Reproduce each of the following lines word for word, in the same order.

[Dataset entries]
========================================================================

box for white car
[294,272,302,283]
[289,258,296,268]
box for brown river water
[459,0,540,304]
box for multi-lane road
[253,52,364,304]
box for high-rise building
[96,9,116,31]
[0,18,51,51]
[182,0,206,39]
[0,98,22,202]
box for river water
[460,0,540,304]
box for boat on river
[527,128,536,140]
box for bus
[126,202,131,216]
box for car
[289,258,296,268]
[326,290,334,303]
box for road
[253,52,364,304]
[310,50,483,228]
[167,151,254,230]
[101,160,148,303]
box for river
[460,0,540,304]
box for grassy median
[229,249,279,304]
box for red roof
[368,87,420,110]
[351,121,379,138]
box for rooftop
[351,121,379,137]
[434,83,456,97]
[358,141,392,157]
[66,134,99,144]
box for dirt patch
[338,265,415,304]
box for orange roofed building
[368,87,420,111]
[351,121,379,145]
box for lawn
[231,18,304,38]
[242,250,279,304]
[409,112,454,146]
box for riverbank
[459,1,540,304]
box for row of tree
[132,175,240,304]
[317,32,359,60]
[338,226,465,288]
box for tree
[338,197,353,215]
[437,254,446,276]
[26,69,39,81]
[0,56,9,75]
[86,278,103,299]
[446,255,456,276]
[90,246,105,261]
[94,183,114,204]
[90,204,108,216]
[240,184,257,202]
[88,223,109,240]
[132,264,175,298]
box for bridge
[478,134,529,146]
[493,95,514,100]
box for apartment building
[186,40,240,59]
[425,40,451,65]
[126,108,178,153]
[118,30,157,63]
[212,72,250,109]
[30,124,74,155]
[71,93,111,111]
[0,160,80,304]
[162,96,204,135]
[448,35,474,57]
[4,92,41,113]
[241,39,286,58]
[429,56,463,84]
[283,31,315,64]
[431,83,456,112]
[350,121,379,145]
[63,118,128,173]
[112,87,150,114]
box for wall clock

========================================================================

- Problem solution -
box for white car
[294,272,302,283]
[289,258,296,268]
box for brown river water
[459,0,540,304]
box for multi-lane road
[253,52,364,304]
box for high-rise building
[96,9,116,31]
[0,18,51,51]
[182,0,206,39]
[0,98,22,202]
box for river water
[460,0,540,304]
box for boat on river
[527,128,536,140]
box for bus
[126,202,131,216]
box for car
[289,258,296,268]
[326,290,334,303]
box for road
[253,52,364,304]
[310,50,483,228]
[167,151,254,230]
[101,160,148,303]
box for river
[460,0,540,304]
box for grassy median
[229,249,279,304]
box for red roof
[368,87,420,110]
[351,121,379,138]
box for rooftop
[351,121,379,137]
[434,83,456,97]
[358,141,392,157]
[66,134,99,144]
box for dirt patch
[338,265,415,304]
box for orange roofed building
[368,87,420,111]
[351,121,379,145]
box for lawn
[231,18,304,38]
[242,250,279,304]
[409,112,454,146]
box for riverbank
[459,1,540,304]
box for row of tree
[132,175,240,304]
[317,32,359,60]
[338,226,465,288]
box for tree
[338,197,353,215]
[437,254,446,276]
[26,69,39,81]
[0,56,9,75]
[86,278,103,299]
[446,255,456,276]
[90,246,105,261]
[94,183,114,204]
[90,204,108,216]
[240,184,257,202]
[88,223,109,240]
[132,264,175,298]
box for bridge
[478,134,529,146]
[493,95,514,100]
box for apartment building
[186,40,240,59]
[425,40,451,65]
[126,108,178,153]
[118,30,157,63]
[212,72,250,109]
[30,124,74,155]
[71,93,111,111]
[0,160,80,304]
[162,96,204,135]
[448,35,474,57]
[4,92,41,113]
[241,39,286,58]
[429,56,463,84]
[283,31,315,64]
[431,83,456,112]
[350,121,379,145]
[63,118,128,173]
[112,87,150,114]
box for wall clock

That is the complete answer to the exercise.